### Exercise
Rewrite the records starting at the line that has "chair, that would help a great deal." and ending with the last of the records, changing "pink striped canvas chair" to "pink folding beach chair" and leaving everything else untouched.

+-------+

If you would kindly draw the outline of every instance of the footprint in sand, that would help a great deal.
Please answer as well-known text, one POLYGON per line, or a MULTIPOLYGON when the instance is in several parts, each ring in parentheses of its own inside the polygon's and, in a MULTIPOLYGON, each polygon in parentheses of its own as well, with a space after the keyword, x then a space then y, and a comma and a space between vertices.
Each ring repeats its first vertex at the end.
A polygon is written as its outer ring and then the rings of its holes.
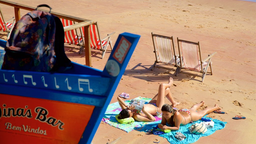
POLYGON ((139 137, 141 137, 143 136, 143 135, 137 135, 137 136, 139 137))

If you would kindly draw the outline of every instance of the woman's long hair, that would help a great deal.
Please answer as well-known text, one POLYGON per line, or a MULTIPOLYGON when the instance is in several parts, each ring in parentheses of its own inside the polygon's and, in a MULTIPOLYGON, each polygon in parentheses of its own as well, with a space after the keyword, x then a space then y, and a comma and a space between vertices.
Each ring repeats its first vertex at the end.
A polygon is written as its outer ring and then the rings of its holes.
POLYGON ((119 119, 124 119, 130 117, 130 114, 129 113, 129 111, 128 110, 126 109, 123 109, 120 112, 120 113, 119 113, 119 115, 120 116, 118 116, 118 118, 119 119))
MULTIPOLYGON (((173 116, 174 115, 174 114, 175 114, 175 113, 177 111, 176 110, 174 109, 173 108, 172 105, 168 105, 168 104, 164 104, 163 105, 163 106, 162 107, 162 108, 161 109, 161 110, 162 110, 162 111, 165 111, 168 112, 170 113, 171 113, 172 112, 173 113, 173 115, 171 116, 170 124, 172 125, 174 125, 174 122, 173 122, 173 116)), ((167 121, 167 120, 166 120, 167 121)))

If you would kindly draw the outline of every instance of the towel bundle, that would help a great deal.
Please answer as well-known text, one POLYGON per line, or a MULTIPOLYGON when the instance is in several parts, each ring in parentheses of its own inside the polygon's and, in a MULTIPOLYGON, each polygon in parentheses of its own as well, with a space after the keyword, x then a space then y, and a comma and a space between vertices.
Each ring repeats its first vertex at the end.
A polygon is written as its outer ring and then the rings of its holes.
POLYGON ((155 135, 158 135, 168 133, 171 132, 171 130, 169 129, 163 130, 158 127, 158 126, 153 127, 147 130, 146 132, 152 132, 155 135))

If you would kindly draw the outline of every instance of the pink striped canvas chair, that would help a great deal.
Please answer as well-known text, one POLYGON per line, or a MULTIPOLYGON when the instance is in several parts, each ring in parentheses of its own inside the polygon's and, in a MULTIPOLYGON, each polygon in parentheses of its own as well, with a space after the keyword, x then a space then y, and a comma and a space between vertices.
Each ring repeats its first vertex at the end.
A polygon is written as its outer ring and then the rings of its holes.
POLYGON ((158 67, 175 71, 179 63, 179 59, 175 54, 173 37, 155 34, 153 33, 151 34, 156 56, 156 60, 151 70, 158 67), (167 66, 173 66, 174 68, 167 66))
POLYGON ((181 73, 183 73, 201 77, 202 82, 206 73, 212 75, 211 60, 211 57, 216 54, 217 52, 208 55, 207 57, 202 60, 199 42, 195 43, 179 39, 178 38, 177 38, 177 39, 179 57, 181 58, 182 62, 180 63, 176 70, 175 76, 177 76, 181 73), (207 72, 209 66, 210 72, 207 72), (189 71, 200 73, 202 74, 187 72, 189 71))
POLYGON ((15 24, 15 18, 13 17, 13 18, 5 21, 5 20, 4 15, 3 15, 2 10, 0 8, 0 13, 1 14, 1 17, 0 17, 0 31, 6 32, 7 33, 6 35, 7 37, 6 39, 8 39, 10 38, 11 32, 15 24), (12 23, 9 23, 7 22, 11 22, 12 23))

+-------+

### Reply to the exercise
If you would kindly draw the outline of every instance of the pink folding beach chair, that would help a great deal.
Please answer as well-known text, one POLYGON per line, or a MULTIPOLYGON when the instance is in several parts, each ring in parentheses of its own inside the polygon's and, in a MULTIPOLYGON, each polygon in parentheses of its own as well, with a space after the keyword, x then a space then y, and a comma and a space between vertices.
Each ring repeats its first vertex at the end.
A polygon is written as its outer ring and then the rings of its holes.
POLYGON ((158 67, 175 71, 179 63, 179 59, 175 54, 173 37, 155 34, 153 33, 151 34, 156 56, 156 60, 151 70, 158 67), (167 66, 173 66, 174 68, 167 66))
POLYGON ((181 73, 183 73, 201 77, 202 82, 206 73, 212 75, 211 60, 211 57, 216 54, 217 52, 208 55, 207 57, 202 60, 199 42, 195 43, 179 39, 178 38, 177 38, 177 39, 179 57, 181 58, 182 62, 180 63, 176 70, 175 76, 177 76, 181 73), (207 72, 209 66, 210 72, 207 72), (189 71, 200 73, 202 74, 187 72, 189 71))
POLYGON ((15 24, 15 18, 13 17, 13 18, 5 21, 5 20, 4 15, 3 15, 2 10, 0 8, 0 13, 1 14, 1 17, 0 17, 0 31, 6 32, 7 33, 6 35, 7 37, 6 39, 8 39, 10 38, 11 32, 15 24), (12 23, 9 23, 7 22, 11 22, 12 23))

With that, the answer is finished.